WHAT YOU WILL DO:
• 1. In the redesign guide, why is a complete website redesign rarely seen among the most successful online companies? Answer in one to three sentences.
• 2. Extend the redesign guide past its final sentence, keeping the same voice and numbered format.

GIVEN TEXT:
How to Plan a Website Redesign

Online retail is taking a massive evolutionary leap forwards. User behaviour is now firmly multi-platform; more and more devices can access the internet; mobile digital media consumption passed tipping point a while back; all digital growth is now coming from mobile; Google will soon start prioritising mobile-friendly sites in search results, and customers expect to be able to do everything from change their energy supplier to do their Christmas shopping on whatever device they want. So is your website ready for the change?

If your website isn’t delivering a true multi-platform experience already (all content and services available on all devices), you should be thinking about a redesign. It can be a daunting task to plan, but instead of thinking of a redesign as a chore, view it as an opportunity to reinvent your customer journey, taking a leap forward into an increasingly mobile and agile world.

Here are five things to consider when planning a redesign of your website.

1. Build on your current strengths
If you look at the most successful companies online, it’s actually quite rare to see a complete website redesign. That’s because those companies constantly evolve their website rather than starting from scratch. If you’ve redesigned quite recently, it may be that you just need to look at making updates to ensure your site is mobile-ready. And if your budget is limited, looking at smaller-scale improvements is a good option.

DATA ENTRIES:
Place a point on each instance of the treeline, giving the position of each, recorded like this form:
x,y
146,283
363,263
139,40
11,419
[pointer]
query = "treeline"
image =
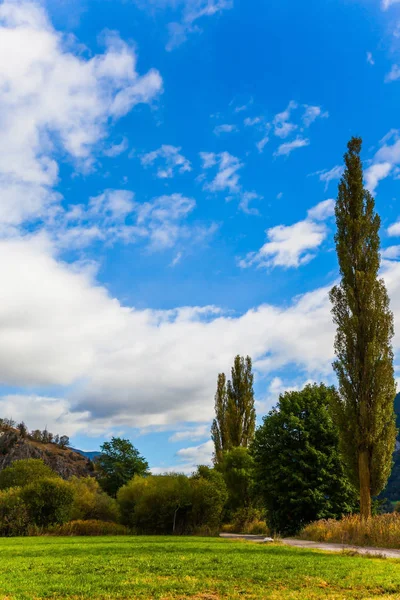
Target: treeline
x,y
44,436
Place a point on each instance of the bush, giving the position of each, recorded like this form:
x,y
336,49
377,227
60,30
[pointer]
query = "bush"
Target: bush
x,y
49,502
91,503
24,472
249,520
14,517
156,504
174,503
382,531
89,528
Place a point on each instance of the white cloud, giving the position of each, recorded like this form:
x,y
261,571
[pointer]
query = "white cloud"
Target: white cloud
x,y
375,173
54,101
392,252
387,3
227,176
116,149
311,113
330,175
246,198
226,128
288,147
194,434
393,75
262,143
282,126
292,245
192,12
172,161
394,230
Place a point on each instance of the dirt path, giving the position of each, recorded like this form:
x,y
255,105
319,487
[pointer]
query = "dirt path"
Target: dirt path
x,y
387,552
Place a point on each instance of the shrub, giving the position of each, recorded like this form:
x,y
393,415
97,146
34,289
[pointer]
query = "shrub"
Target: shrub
x,y
49,501
24,472
89,528
90,502
14,517
156,504
249,520
382,531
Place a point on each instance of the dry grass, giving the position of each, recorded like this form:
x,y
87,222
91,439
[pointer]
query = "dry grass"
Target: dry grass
x,y
382,531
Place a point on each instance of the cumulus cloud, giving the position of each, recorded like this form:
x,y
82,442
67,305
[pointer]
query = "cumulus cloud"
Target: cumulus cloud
x,y
292,245
55,101
227,175
288,147
171,159
226,128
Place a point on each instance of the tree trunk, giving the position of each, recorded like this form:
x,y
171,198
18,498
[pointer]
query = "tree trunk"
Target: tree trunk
x,y
365,484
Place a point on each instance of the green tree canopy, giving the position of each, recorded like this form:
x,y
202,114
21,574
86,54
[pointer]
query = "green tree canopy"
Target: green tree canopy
x,y
364,408
235,415
298,470
118,463
23,472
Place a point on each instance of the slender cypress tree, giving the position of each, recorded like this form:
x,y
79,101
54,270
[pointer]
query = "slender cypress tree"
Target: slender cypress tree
x,y
218,428
364,408
241,414
235,415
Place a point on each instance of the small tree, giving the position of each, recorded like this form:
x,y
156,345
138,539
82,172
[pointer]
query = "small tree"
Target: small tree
x,y
298,470
49,501
364,408
235,415
24,472
63,441
23,430
118,463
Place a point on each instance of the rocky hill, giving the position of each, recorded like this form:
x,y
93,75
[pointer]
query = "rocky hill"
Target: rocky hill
x,y
63,461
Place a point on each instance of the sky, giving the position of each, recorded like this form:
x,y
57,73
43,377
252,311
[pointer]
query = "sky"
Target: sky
x,y
168,172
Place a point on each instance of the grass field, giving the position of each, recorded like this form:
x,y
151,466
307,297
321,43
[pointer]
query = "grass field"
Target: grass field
x,y
196,568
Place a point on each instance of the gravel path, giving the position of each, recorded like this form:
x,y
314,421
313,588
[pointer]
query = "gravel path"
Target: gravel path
x,y
387,552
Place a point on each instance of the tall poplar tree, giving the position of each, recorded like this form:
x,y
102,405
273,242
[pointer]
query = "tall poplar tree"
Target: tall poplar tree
x,y
364,408
219,427
235,415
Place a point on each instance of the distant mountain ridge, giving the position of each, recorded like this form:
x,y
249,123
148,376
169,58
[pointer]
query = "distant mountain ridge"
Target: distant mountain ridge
x,y
64,461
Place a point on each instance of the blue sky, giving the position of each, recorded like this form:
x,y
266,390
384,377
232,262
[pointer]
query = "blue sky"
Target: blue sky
x,y
168,170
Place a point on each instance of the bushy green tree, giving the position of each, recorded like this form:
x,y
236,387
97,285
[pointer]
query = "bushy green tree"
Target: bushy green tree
x,y
91,502
118,462
14,517
237,468
48,501
23,472
364,407
235,415
298,469
156,504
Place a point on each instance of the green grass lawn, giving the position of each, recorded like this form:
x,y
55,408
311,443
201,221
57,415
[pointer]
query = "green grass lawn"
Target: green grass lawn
x,y
196,568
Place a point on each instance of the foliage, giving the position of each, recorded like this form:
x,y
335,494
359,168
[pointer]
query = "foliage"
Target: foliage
x,y
191,568
248,520
49,501
235,416
14,518
24,472
88,528
118,462
364,364
174,503
381,531
297,466
90,502
237,468
155,504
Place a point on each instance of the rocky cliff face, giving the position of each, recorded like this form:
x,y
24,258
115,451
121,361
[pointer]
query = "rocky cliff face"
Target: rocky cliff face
x,y
63,461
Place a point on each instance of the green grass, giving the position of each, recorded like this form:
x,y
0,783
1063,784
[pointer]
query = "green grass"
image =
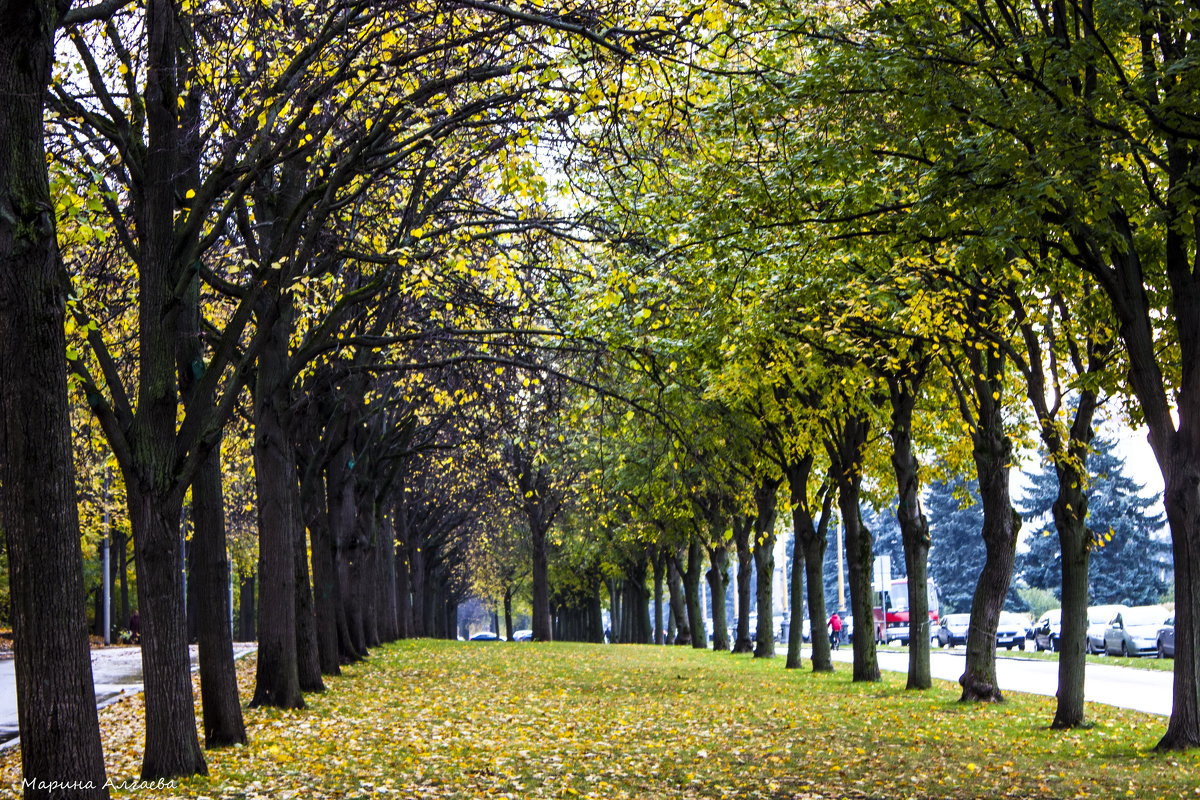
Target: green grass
x,y
492,720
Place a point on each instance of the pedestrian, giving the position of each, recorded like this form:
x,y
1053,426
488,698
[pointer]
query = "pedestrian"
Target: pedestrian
x,y
835,630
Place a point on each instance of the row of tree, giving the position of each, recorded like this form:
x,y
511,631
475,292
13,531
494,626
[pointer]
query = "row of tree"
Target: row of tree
x,y
438,289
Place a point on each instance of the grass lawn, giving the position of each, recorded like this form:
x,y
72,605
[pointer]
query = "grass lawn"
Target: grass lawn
x,y
496,720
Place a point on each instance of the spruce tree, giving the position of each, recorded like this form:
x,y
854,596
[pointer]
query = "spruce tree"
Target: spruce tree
x,y
1127,560
955,521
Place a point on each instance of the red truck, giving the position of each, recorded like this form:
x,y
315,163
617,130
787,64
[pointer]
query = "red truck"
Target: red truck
x,y
892,615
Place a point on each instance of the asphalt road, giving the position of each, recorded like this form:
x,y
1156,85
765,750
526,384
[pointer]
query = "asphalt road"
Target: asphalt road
x,y
1141,690
115,672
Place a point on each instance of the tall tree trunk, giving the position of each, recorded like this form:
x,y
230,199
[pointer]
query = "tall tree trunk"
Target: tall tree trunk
x,y
307,647
809,552
766,501
538,529
508,614
718,585
172,747
639,607
123,560
417,570
389,609
1074,543
693,594
403,589
743,528
660,567
1181,473
246,613
594,620
39,517
210,582
993,453
324,572
846,456
369,578
340,488
913,528
678,603
277,679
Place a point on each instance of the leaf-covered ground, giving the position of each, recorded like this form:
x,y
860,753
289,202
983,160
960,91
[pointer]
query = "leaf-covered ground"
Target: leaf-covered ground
x,y
497,720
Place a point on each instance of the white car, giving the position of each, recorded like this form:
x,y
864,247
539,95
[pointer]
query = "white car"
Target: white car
x,y
1134,631
1098,620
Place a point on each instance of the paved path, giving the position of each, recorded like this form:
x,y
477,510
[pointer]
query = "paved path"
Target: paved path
x,y
1127,687
117,672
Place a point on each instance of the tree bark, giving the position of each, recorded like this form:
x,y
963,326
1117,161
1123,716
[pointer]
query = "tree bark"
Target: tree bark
x,y
172,747
539,529
307,647
796,600
693,594
659,577
39,516
846,458
718,583
678,602
246,614
324,572
913,528
766,501
993,453
743,527
277,680
210,578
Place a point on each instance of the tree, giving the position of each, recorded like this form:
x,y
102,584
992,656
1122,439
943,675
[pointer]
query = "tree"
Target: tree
x,y
957,555
1127,560
59,728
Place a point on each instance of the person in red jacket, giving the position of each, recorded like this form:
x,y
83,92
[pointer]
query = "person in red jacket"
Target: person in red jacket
x,y
834,630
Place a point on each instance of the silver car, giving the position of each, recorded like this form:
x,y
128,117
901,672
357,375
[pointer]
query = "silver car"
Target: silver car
x,y
1098,620
1134,631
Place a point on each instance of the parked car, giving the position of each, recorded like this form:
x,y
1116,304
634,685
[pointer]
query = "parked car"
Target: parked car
x,y
1167,638
1134,631
952,630
897,635
1098,620
1011,631
1048,630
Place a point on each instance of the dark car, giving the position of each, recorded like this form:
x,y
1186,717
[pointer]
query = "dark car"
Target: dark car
x,y
1167,638
952,630
1098,620
1134,631
1048,630
1011,631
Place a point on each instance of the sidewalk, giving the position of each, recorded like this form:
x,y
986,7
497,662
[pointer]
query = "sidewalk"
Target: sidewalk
x,y
115,672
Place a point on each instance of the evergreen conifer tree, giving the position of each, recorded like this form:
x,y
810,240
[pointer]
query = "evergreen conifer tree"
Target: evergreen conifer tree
x,y
958,552
1127,563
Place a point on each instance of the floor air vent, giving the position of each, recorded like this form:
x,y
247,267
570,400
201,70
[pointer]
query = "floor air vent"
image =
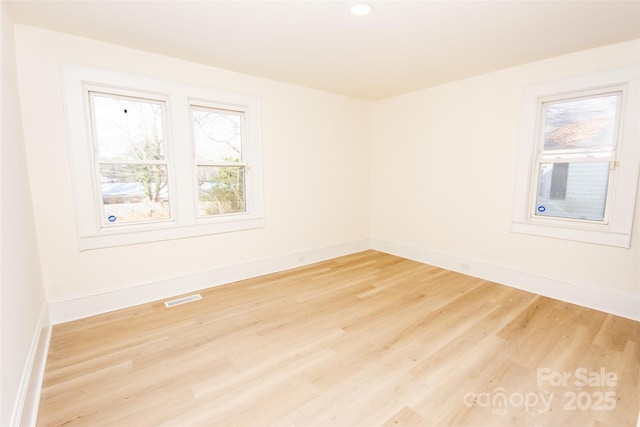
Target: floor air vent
x,y
182,300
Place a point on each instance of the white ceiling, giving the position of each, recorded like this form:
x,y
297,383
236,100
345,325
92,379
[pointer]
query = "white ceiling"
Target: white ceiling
x,y
400,47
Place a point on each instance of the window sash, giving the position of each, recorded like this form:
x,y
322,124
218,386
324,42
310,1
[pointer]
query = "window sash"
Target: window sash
x,y
575,155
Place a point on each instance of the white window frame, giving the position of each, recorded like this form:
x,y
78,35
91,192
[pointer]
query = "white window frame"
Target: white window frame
x,y
615,230
183,192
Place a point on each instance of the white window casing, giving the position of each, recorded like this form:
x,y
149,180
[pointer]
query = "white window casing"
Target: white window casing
x,y
614,227
177,98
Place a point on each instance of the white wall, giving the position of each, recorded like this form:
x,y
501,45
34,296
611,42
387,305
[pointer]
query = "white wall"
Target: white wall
x,y
316,161
21,292
443,170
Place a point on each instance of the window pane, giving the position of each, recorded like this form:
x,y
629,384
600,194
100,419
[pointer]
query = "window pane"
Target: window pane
x,y
581,124
573,190
134,192
128,128
221,190
217,135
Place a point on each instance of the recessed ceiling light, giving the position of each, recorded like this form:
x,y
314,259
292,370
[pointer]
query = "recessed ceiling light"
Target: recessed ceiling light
x,y
361,9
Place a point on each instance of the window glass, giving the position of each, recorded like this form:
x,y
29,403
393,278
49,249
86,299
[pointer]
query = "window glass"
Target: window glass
x,y
573,190
128,128
221,190
586,124
132,168
217,135
134,192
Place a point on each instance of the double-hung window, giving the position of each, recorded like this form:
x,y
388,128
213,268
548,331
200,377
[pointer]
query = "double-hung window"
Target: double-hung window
x,y
220,163
578,161
156,160
131,160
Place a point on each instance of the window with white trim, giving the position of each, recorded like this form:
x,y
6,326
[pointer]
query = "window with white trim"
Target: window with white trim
x,y
578,159
157,160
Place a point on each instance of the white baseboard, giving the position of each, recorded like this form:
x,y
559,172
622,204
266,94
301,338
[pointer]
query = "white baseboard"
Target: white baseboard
x,y
627,306
82,306
25,411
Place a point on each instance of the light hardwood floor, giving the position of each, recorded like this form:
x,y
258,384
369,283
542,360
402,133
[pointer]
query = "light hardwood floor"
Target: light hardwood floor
x,y
368,339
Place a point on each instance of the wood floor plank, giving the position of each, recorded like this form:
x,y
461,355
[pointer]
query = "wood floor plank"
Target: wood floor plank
x,y
362,340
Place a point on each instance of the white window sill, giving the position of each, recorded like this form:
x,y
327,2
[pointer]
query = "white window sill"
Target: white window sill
x,y
576,233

RESPONSES TO THE TASKS:
• 1. The most successful online companies keep evolving their websites instead of starting from scratch. As a result, they seldom need a full redesign.

• 2.
2. Consider mobile users
Are you losing mobile users at some point in your customer journey? Start by looking at whether your conversion rates differ across devices. Over half of online retail sales in the UK now happen via mobile, so if your stats aren’t reflecting this trend then your site is probably not mobile-friendly enough.

If your site restricts content or services depending on the device a customer is using, or if certain elements display poorly or simply don’t work on mobile, you need to redesign so that they work seamlessly across platforms.

3. Carry out user tests
It might seem counterintuitive to user test your current site when you’re planning a new site, but it can actually give you valuable insight into what works, what doesn’t, and why, and it’s more cost-effective than starting from scratch. If your analytics identify strengths and weaknesses in customer journey and conversions, user testing can give you a detailed understanding of those stats.

4. Look at what your competitors are up to
One indication of what your redesign needs to achieve is what your competitors are doing. Can customers do things on their website they can’t on yours? Does it look and work better on mobile? You can also turn this on its head and learn from their mistakes – is there something that’s super-frustrating to do on their website that you can do better?

5. Look at branding consistency
Modern retailing is all about offering a uniform customer experience at every point that your customers interact with your brand, from a bricks-and-mortar store to your online checkout. That means your branding and design should be consistent everywhere. If your website isn’t reflecting your branding then you should be putting this in to your redesign.

This goes beyond colour schemes and logos. Your website should also be reflecting your brand character. If your in-store experience is based on staff knowledge or fast service, those values should be reflected in your website design.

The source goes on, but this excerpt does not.